*DATA PROVIDED*
____________________

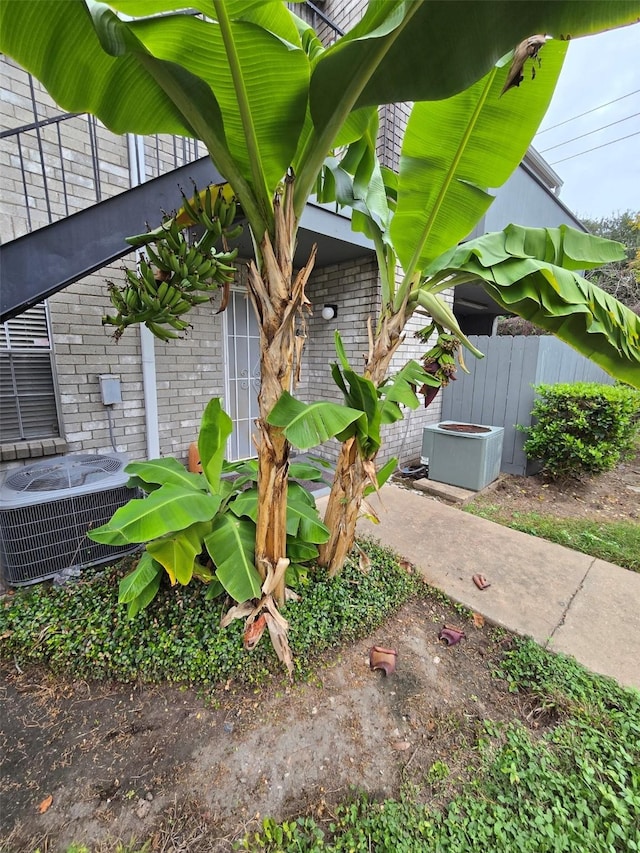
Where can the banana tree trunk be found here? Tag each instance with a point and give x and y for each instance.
(343, 508)
(279, 300)
(353, 472)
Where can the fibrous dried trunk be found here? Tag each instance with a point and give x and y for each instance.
(278, 299)
(353, 472)
(343, 507)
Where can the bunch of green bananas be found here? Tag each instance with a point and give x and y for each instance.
(175, 274)
(440, 360)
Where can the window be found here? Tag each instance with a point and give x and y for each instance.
(28, 405)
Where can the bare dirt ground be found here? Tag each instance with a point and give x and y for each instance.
(612, 496)
(192, 773)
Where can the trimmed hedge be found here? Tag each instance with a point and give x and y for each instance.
(582, 428)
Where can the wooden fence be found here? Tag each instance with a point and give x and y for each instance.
(499, 389)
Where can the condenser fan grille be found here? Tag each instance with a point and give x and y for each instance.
(66, 473)
(48, 509)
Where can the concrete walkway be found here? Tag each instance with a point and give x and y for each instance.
(568, 602)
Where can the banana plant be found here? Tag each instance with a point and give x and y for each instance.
(367, 408)
(252, 82)
(452, 150)
(202, 526)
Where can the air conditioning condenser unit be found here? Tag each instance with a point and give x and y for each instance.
(47, 509)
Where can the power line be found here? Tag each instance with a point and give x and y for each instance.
(589, 133)
(573, 118)
(604, 145)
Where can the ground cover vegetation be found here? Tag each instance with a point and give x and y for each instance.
(574, 787)
(81, 629)
(196, 76)
(548, 760)
(614, 541)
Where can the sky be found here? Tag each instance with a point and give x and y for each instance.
(598, 70)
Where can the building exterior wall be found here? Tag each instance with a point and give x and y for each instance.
(84, 163)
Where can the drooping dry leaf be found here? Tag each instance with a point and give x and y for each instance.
(370, 471)
(274, 576)
(253, 631)
(238, 611)
(369, 513)
(364, 561)
(45, 804)
(527, 49)
(279, 640)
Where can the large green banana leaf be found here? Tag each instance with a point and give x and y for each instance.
(165, 470)
(140, 586)
(231, 546)
(165, 510)
(239, 80)
(456, 149)
(177, 552)
(306, 425)
(429, 50)
(215, 428)
(525, 271)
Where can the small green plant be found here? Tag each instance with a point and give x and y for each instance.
(438, 771)
(582, 428)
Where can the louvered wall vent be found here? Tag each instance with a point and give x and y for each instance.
(46, 510)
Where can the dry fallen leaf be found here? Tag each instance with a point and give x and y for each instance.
(478, 620)
(45, 804)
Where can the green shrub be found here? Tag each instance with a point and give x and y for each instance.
(582, 428)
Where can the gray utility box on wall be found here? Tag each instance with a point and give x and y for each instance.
(465, 455)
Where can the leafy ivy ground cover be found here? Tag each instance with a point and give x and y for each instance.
(575, 788)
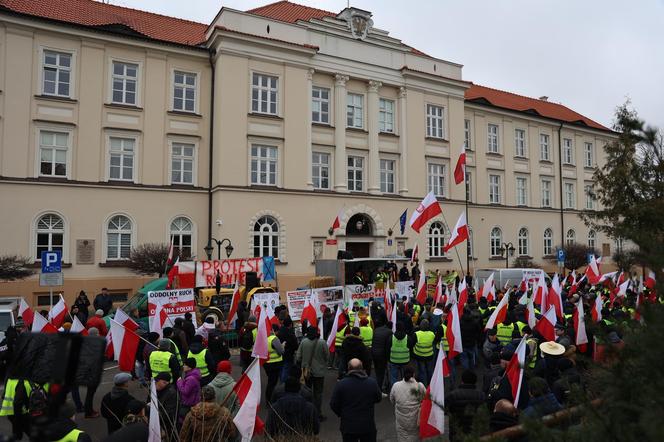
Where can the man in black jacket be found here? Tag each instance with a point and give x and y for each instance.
(353, 400)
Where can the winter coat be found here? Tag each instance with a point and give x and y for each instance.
(208, 422)
(407, 397)
(353, 400)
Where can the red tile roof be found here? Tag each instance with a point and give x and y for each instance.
(97, 14)
(508, 100)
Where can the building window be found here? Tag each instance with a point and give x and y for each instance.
(355, 173)
(546, 193)
(320, 105)
(118, 238)
(121, 159)
(520, 143)
(435, 122)
(320, 173)
(184, 91)
(50, 234)
(548, 242)
(181, 235)
(492, 141)
(264, 165)
(56, 74)
(437, 240)
(523, 242)
(125, 80)
(545, 153)
(588, 155)
(266, 237)
(386, 116)
(494, 189)
(53, 153)
(264, 94)
(387, 176)
(570, 200)
(436, 179)
(568, 151)
(182, 163)
(355, 111)
(495, 241)
(521, 191)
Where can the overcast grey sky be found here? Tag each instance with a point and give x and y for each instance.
(590, 55)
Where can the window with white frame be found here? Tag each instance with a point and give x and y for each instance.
(386, 115)
(523, 246)
(436, 179)
(182, 230)
(437, 240)
(588, 155)
(545, 152)
(53, 154)
(124, 83)
(570, 197)
(264, 94)
(520, 143)
(355, 173)
(263, 165)
(521, 191)
(121, 158)
(494, 189)
(118, 238)
(495, 241)
(184, 91)
(568, 151)
(50, 234)
(548, 242)
(56, 73)
(355, 111)
(182, 163)
(320, 105)
(320, 173)
(387, 176)
(266, 237)
(435, 121)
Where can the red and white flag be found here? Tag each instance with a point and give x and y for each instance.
(459, 234)
(26, 313)
(57, 314)
(546, 326)
(248, 392)
(499, 314)
(428, 209)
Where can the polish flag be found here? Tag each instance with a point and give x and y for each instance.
(499, 314)
(57, 314)
(125, 343)
(25, 312)
(427, 209)
(514, 371)
(546, 325)
(459, 234)
(248, 391)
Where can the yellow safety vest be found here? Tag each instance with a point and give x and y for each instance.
(200, 361)
(424, 344)
(273, 356)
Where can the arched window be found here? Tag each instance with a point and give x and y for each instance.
(181, 235)
(570, 238)
(118, 238)
(523, 242)
(548, 242)
(50, 234)
(495, 241)
(266, 237)
(437, 240)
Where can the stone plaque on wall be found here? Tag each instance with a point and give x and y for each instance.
(85, 251)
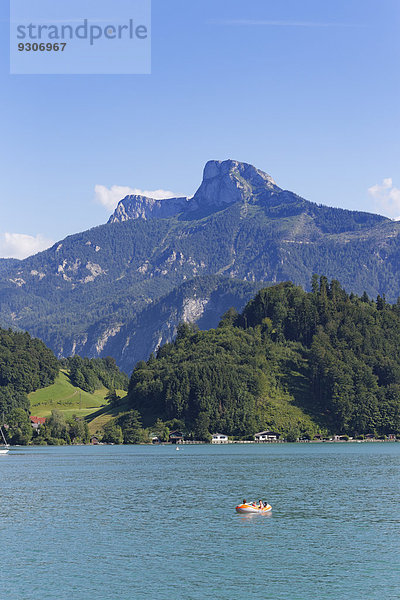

____________________

*WHAT IS NEEDED*
Without the pictures, copy the material exactly as given.

*YOUR SOLUTION*
Where can the banana tree trunk be found here? Tag each instance with a point and give x and y for each instance.
(343, 508)
(279, 300)
(353, 472)
Where can the fibrous dried trunk be found here? Tag each instance with a point and give x and y for each instance.
(278, 299)
(353, 472)
(343, 507)
Where can the bunch of green bananas be found here? Tag each instance with a point and give x and y for each instance.
(175, 274)
(440, 360)
Where can the window be found here? Tag each instance with a point and give x and y for each instance.
(28, 405)
Where can the bare dirt ground be found here? Tag each instance with a point and give x and y for each instance.
(612, 496)
(192, 773)
Where can the trimmed hedge be found here? Tag each instance with a point and give x and y for each instance.
(582, 428)
Where can the wooden fence be found here? Tag each instance with a point and give x and y for each instance.
(499, 389)
Where can the condenser fan grille be found here? Tag each instance with a point and give x and y for each instance.
(66, 473)
(48, 509)
Where can the concrete walkway be found here? Tag each instance with a point and give x and y for each instance.
(568, 602)
Where can the banana plant be found here? Tag each instance with a point and give x and y for each instance.
(367, 408)
(252, 82)
(452, 150)
(202, 526)
Where can the air conditioning condenser unit be found here? Tag each instance with a point and give x and y for each instance.
(47, 509)
Where can the power line be found here? Tag each instance with a point and give x and y for each instance.
(589, 133)
(573, 118)
(604, 145)
Where can the ground cover vegetation be found here? Tag each instance with a point and give x and y for each instance.
(574, 787)
(81, 629)
(196, 76)
(548, 760)
(614, 541)
Where can the sky be found here? Tag each instance with a point and give x and y for each instance.
(598, 70)
Where can the building exterior wall be found here? Tag each instance with a point and give x and y for each instance.
(84, 163)
Where can the drooping dry leaf be found here? Tag each instance with a point and give x and y for each instance.
(370, 471)
(274, 576)
(253, 631)
(238, 611)
(369, 513)
(364, 561)
(45, 804)
(527, 49)
(279, 640)
Where can the large green banana leaf be found here? Tag each instance with a point and give x and y for each instance.
(165, 470)
(140, 586)
(231, 546)
(165, 510)
(239, 80)
(456, 149)
(177, 552)
(306, 425)
(429, 50)
(215, 428)
(525, 271)
Where can the small green plant be found here? Tag each instance with a point and give x and y for each instance.
(438, 771)
(582, 428)
Where can the louvered wall vent be found here? Tag each instance with a point and give x and y for each instance.
(46, 510)
Where can the dry fallen leaf be found here? Tag each instance with a point and give x and y for each instance.
(478, 620)
(45, 804)
Where can the green shrub be found here? Tag each instance with a point and give x and y for each instance.
(582, 428)
Where can the gray utility box on wall be found here? Tag each instance with a point and give x and y for each instance.
(465, 455)
Where can the leafy ivy ground cover be found here? Tag each instance with a point and give x and y for each instance.
(575, 788)
Where can the man in black jacket be found here? Tag each instance with a point and give x and y for each instance.
(353, 400)
Where can the winter coat be found here? Tag each instance with a point and give x and y for each instance.
(208, 422)
(407, 397)
(353, 400)
Where can the red tile roof be found here? Tag each instance with a point and give x and y for each instance.
(97, 14)
(508, 100)
Where can the building window be found here? Tag each instance with a point and give x and y for each instance.
(355, 173)
(546, 193)
(320, 105)
(118, 238)
(121, 159)
(520, 143)
(435, 122)
(320, 173)
(184, 91)
(50, 234)
(548, 242)
(181, 235)
(492, 141)
(264, 165)
(56, 74)
(437, 240)
(523, 242)
(125, 80)
(545, 153)
(588, 155)
(266, 237)
(386, 116)
(494, 189)
(53, 153)
(264, 94)
(387, 176)
(570, 200)
(436, 179)
(568, 151)
(182, 163)
(355, 111)
(495, 241)
(521, 191)
Where can the overcast grey sky be found here? Tag each instance with a point and give x and y for each instance.
(590, 55)
Where can the window with white frame be found here? Tag each instance with a point and give x and y for each instance.
(386, 115)
(523, 246)
(436, 179)
(182, 230)
(437, 240)
(588, 155)
(545, 152)
(53, 154)
(124, 83)
(570, 197)
(264, 94)
(520, 143)
(355, 173)
(263, 165)
(521, 191)
(121, 158)
(494, 189)
(118, 238)
(495, 241)
(184, 91)
(568, 151)
(50, 234)
(548, 242)
(56, 73)
(355, 111)
(182, 163)
(320, 105)
(320, 173)
(387, 176)
(266, 237)
(435, 121)
Where can the red and white flag be found here? Tag each instance with a point and give x and y for each instance.
(459, 234)
(26, 313)
(57, 314)
(546, 326)
(248, 392)
(499, 314)
(428, 209)
Where can the polish flag be found here? Tag each instance with a point and give x and y for each instance.
(499, 314)
(57, 314)
(125, 343)
(25, 312)
(427, 209)
(514, 371)
(546, 325)
(459, 234)
(248, 391)
Where can the yellow safety vest be found here? Tag each instance with a point and give x and y for each instance.
(200, 361)
(424, 344)
(273, 356)
Where can the arched window be found here? Tag each instance with a point and give x and y for each instance.
(181, 235)
(570, 238)
(118, 238)
(523, 242)
(548, 242)
(50, 234)
(495, 241)
(266, 237)
(437, 240)
Where can the stone plaque on wall be found here? Tag each instance with a point and give x and y for each instance.
(85, 251)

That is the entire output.